Find every line in the listing that contains the word "instance", treating capital and small letters as different. List each such line in full.

====== Given records ======

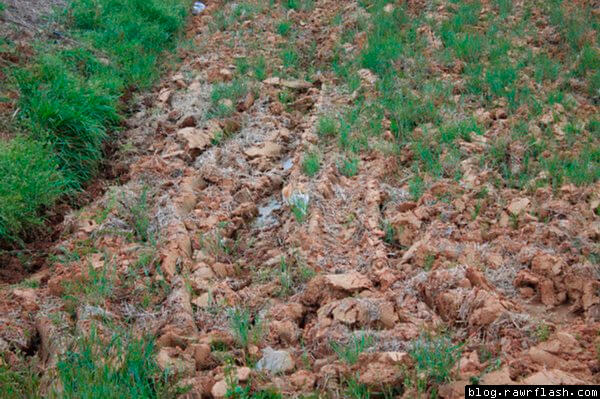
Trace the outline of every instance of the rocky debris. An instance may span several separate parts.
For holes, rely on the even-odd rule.
[[[262,146],[250,147],[244,153],[250,158],[267,157],[275,158],[281,155],[283,148],[277,143],[267,142]]]
[[[367,11],[355,2],[317,3],[278,17],[293,24],[302,42],[319,43],[316,62],[330,63],[339,37],[361,26]],[[420,12],[420,6],[407,2],[406,12]],[[433,18],[448,17],[446,6]],[[252,391],[340,393],[356,378],[379,392],[384,385],[403,387],[414,371],[407,353],[414,340],[447,331],[452,343],[464,345],[452,369],[455,380],[439,387],[440,397],[462,397],[471,378],[482,384],[599,382],[598,185],[522,190],[497,184],[501,176],[487,164],[491,146],[502,142],[522,110],[509,111],[504,101],[490,109],[465,103],[481,134],[456,139],[456,170],[446,149],[436,154],[443,176],[417,176],[423,181],[412,175],[422,156],[414,146],[387,152],[397,143],[397,120],[384,113],[381,137],[360,143],[369,151],[356,155],[358,170],[346,176],[343,126],[335,126],[340,131],[330,140],[318,134],[318,124],[324,115],[345,122],[347,106],[359,97],[366,104],[377,99],[378,74],[359,70],[353,93],[328,72],[311,82],[257,81],[252,68],[246,74],[238,69],[248,54],[240,47],[244,41],[233,40],[230,29],[213,30],[220,5],[208,7],[189,32],[202,41],[203,53],[186,50],[180,70],[125,124],[124,139],[136,146],[124,162],[130,180],[65,221],[54,250],[60,261],[32,280],[36,288],[11,286],[0,295],[2,309],[10,309],[0,317],[3,361],[34,351],[39,336],[39,358],[51,367],[67,347],[66,331],[86,335],[94,324],[104,339],[111,325],[127,324],[135,334],[155,336],[156,361],[181,386],[191,386],[186,398],[226,396],[224,359],[233,361],[233,378]],[[493,12],[486,7],[485,13]],[[390,3],[383,12],[397,10]],[[342,25],[332,27],[338,14]],[[243,27],[239,32],[267,32],[261,56],[267,74],[275,75],[284,38],[265,18],[257,13],[231,23]],[[418,33],[426,39],[424,51],[442,47],[434,28],[421,26]],[[368,32],[358,32],[340,57],[368,45]],[[401,59],[396,66],[409,70],[413,62]],[[458,95],[465,82],[455,78],[465,65],[453,64],[432,61],[428,71],[454,82],[452,95]],[[229,87],[240,79],[247,92],[211,98],[212,82]],[[207,114],[218,105],[230,113]],[[563,140],[564,126],[556,126],[554,114],[564,118],[565,110],[544,110],[527,129],[537,138],[547,130]],[[355,130],[363,129],[358,126],[349,133],[351,145]],[[428,143],[439,130],[419,123],[410,134]],[[526,149],[516,141],[506,149],[501,161],[516,176]],[[320,168],[309,177],[303,163],[313,151]],[[539,178],[548,179],[545,173]],[[120,193],[136,198],[148,186],[149,201],[138,216],[147,217],[157,241],[116,234],[135,230],[127,226],[131,218],[118,215]],[[295,198],[307,200],[303,221],[292,212]],[[268,224],[256,223],[267,213]],[[67,252],[81,259],[63,260]],[[105,262],[107,254],[114,262]],[[73,287],[91,287],[88,269],[103,273],[105,263],[115,264],[110,276],[102,275],[111,294],[74,309],[76,320],[57,312]],[[248,312],[242,324],[252,339],[243,349],[234,339],[234,307]],[[50,312],[52,320],[61,315],[64,328],[42,316]],[[332,342],[351,348],[363,333],[374,339],[358,362],[338,359]],[[249,368],[257,359],[256,369]],[[405,398],[418,395],[403,389]]]
[[[259,371],[268,371],[271,374],[284,374],[294,369],[294,359],[286,350],[275,350],[267,347],[263,350],[262,358],[256,363]]]

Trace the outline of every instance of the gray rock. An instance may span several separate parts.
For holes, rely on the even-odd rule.
[[[267,347],[263,351],[263,357],[256,363],[256,369],[272,374],[286,373],[294,369],[294,359],[288,351]]]

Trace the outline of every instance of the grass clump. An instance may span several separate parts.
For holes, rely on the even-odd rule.
[[[354,336],[346,344],[340,344],[335,341],[329,343],[338,358],[348,364],[356,364],[360,354],[373,346],[373,344],[373,337],[366,334]]]
[[[292,213],[296,218],[296,221],[298,223],[303,223],[306,220],[306,217],[308,216],[308,195],[302,193],[294,193],[291,196],[289,203]]]
[[[94,329],[57,364],[64,399],[158,399],[177,395],[155,361],[151,340],[113,335],[102,342]]]
[[[251,342],[260,341],[263,334],[263,323],[258,315],[252,320],[248,309],[232,308],[229,310],[228,316],[233,338],[241,348],[246,348]]]
[[[338,165],[340,173],[346,177],[356,176],[358,173],[358,158],[345,157]]]
[[[327,115],[323,115],[319,118],[317,122],[317,133],[319,136],[335,136],[337,130],[338,127],[335,119]]]
[[[319,169],[321,169],[319,154],[315,152],[306,154],[302,159],[302,171],[304,174],[308,177],[314,177],[319,173]]]
[[[461,355],[461,345],[454,345],[445,336],[423,336],[409,351],[415,361],[417,375],[429,382],[442,384],[450,380],[452,369]]]
[[[61,22],[74,44],[39,43],[27,67],[7,69],[19,92],[17,127],[39,144],[18,138],[0,147],[0,164],[15,164],[0,176],[0,240],[40,226],[40,211],[95,175],[123,103],[158,77],[159,58],[174,47],[187,7],[183,0],[72,1]],[[31,165],[17,169],[28,157]]]
[[[53,205],[68,186],[48,146],[23,137],[0,141],[0,239],[18,241],[41,226],[38,211]]]
[[[2,360],[0,358],[0,360]],[[38,393],[40,376],[27,365],[12,369],[0,365],[0,397],[3,399],[41,399]]]
[[[222,118],[233,114],[237,102],[248,93],[248,85],[242,79],[230,83],[219,83],[213,87],[210,95],[211,117]]]

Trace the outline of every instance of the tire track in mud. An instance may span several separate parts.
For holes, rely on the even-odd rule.
[[[446,385],[443,397],[460,397],[459,385],[469,375],[492,366],[491,359],[480,361],[479,352],[488,346],[510,353],[502,368],[486,374],[490,383],[538,378],[542,368],[552,368],[548,378],[561,381],[591,379],[587,366],[577,369],[577,377],[556,371],[558,362],[572,361],[568,354],[591,347],[588,327],[557,327],[548,342],[536,345],[527,335],[532,328],[528,309],[499,286],[506,283],[514,290],[514,276],[471,265],[487,247],[471,239],[468,229],[460,230],[458,225],[464,228],[467,222],[449,219],[459,214],[461,201],[475,194],[452,204],[439,202],[435,193],[453,190],[440,183],[412,201],[400,183],[388,184],[397,166],[376,151],[360,156],[358,175],[340,173],[337,143],[316,131],[319,115],[352,101],[334,79],[321,76],[310,84],[269,78],[232,104],[232,115],[207,117],[214,105],[211,91],[235,79],[235,57],[250,51],[235,40],[230,47],[232,32],[208,28],[220,7],[226,5],[210,4],[190,28],[190,37],[202,45],[199,53],[190,51],[128,121],[128,137],[139,149],[130,159],[129,182],[74,217],[71,234],[60,243],[74,249],[93,241],[93,250],[86,247],[81,259],[57,262],[40,278],[38,289],[3,293],[3,305],[20,309],[21,316],[14,317],[18,322],[6,321],[14,327],[12,335],[0,329],[0,349],[3,342],[39,349],[51,353],[44,358],[52,363],[68,345],[51,342],[85,335],[92,321],[102,324],[110,314],[117,325],[156,337],[159,365],[192,386],[189,398],[222,397],[230,368],[240,383],[247,383],[250,374],[253,389],[275,386],[289,395],[316,389],[342,397],[345,381],[357,373],[359,382],[373,389],[402,386],[411,376],[402,367],[413,370],[410,345],[424,332],[445,327],[455,329],[468,345],[459,361],[463,378]],[[310,21],[302,37],[321,40],[328,48],[331,43],[323,39],[329,36],[329,21],[341,9],[352,7],[324,1],[301,16],[285,17]],[[262,15],[246,27],[264,28],[263,19],[272,17]],[[268,29],[261,32],[266,38],[262,53],[275,57],[278,42]],[[282,91],[294,98],[287,108],[280,101]],[[219,136],[223,131],[229,132],[225,140]],[[302,161],[315,149],[322,168],[308,178]],[[132,223],[142,193],[148,198],[145,240]],[[298,195],[308,197],[302,222],[290,206]],[[385,242],[384,221],[394,227],[397,244]],[[150,260],[140,266],[147,254]],[[520,254],[529,255],[534,257]],[[535,268],[545,270],[558,263],[554,260],[538,259]],[[79,280],[96,283],[89,281],[88,266],[104,270],[107,265],[116,275],[113,297],[88,303],[81,294],[74,311],[64,312],[57,303],[63,299],[57,298],[72,294],[65,287]],[[524,284],[534,277],[522,276]],[[263,320],[261,340],[240,347],[231,328],[232,308],[249,312],[251,328]],[[69,328],[47,328],[57,309]],[[28,329],[38,331],[39,339],[17,342],[14,332]],[[585,333],[587,341],[575,340],[574,331]],[[375,342],[360,361],[339,360],[331,342],[346,343],[362,334]],[[557,345],[568,347],[568,354],[560,358]],[[282,375],[247,369],[267,348],[286,352],[292,367]],[[415,394],[406,389],[404,397]]]

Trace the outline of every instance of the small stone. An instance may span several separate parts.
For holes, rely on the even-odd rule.
[[[246,382],[250,378],[250,368],[249,367],[238,367],[236,370],[236,376],[239,382]]]
[[[227,395],[227,381],[221,380],[213,385],[210,393],[214,398],[224,398]]]
[[[299,370],[290,376],[290,383],[296,389],[309,391],[315,386],[317,378],[313,373],[307,370]]]
[[[196,117],[194,115],[188,115],[179,123],[180,128],[184,127],[196,127]]]
[[[512,200],[510,205],[508,205],[507,209],[513,215],[518,215],[521,212],[523,212],[525,208],[527,208],[529,202],[530,201],[528,198],[515,198],[514,200]]]
[[[227,68],[219,69],[219,76],[223,80],[231,80],[233,78],[233,73]]]
[[[294,369],[294,359],[288,351],[267,347],[263,351],[263,357],[256,363],[256,369],[272,374],[286,373]]]

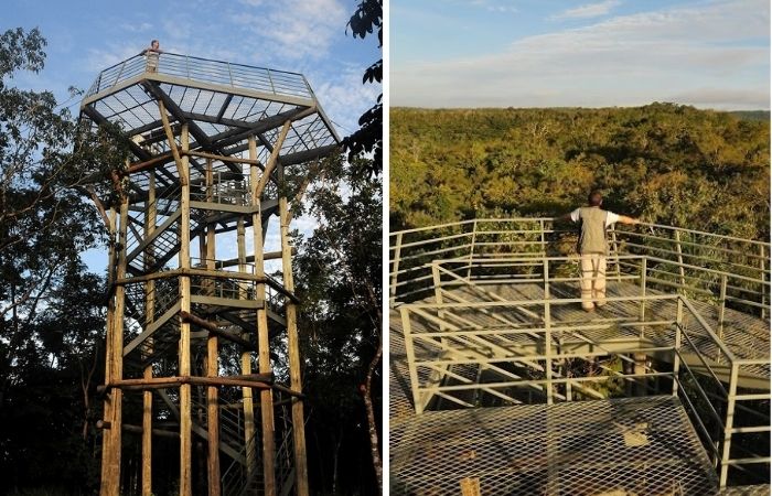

======

- **Final result**:
Trace the outline of every instance of the rocky debris. An instance may span several separate parts.
Trace the outline of every instance of the gray rock. An instance may span several separate parts.
Trace the outline of every instance of the grass clump. An instance may span several separate parts.
Trace the outline of every instance of the tire track in mud. An instance may span several separate parts.
Trace the outline of every instance of the small stone. An instance may span several separate parts.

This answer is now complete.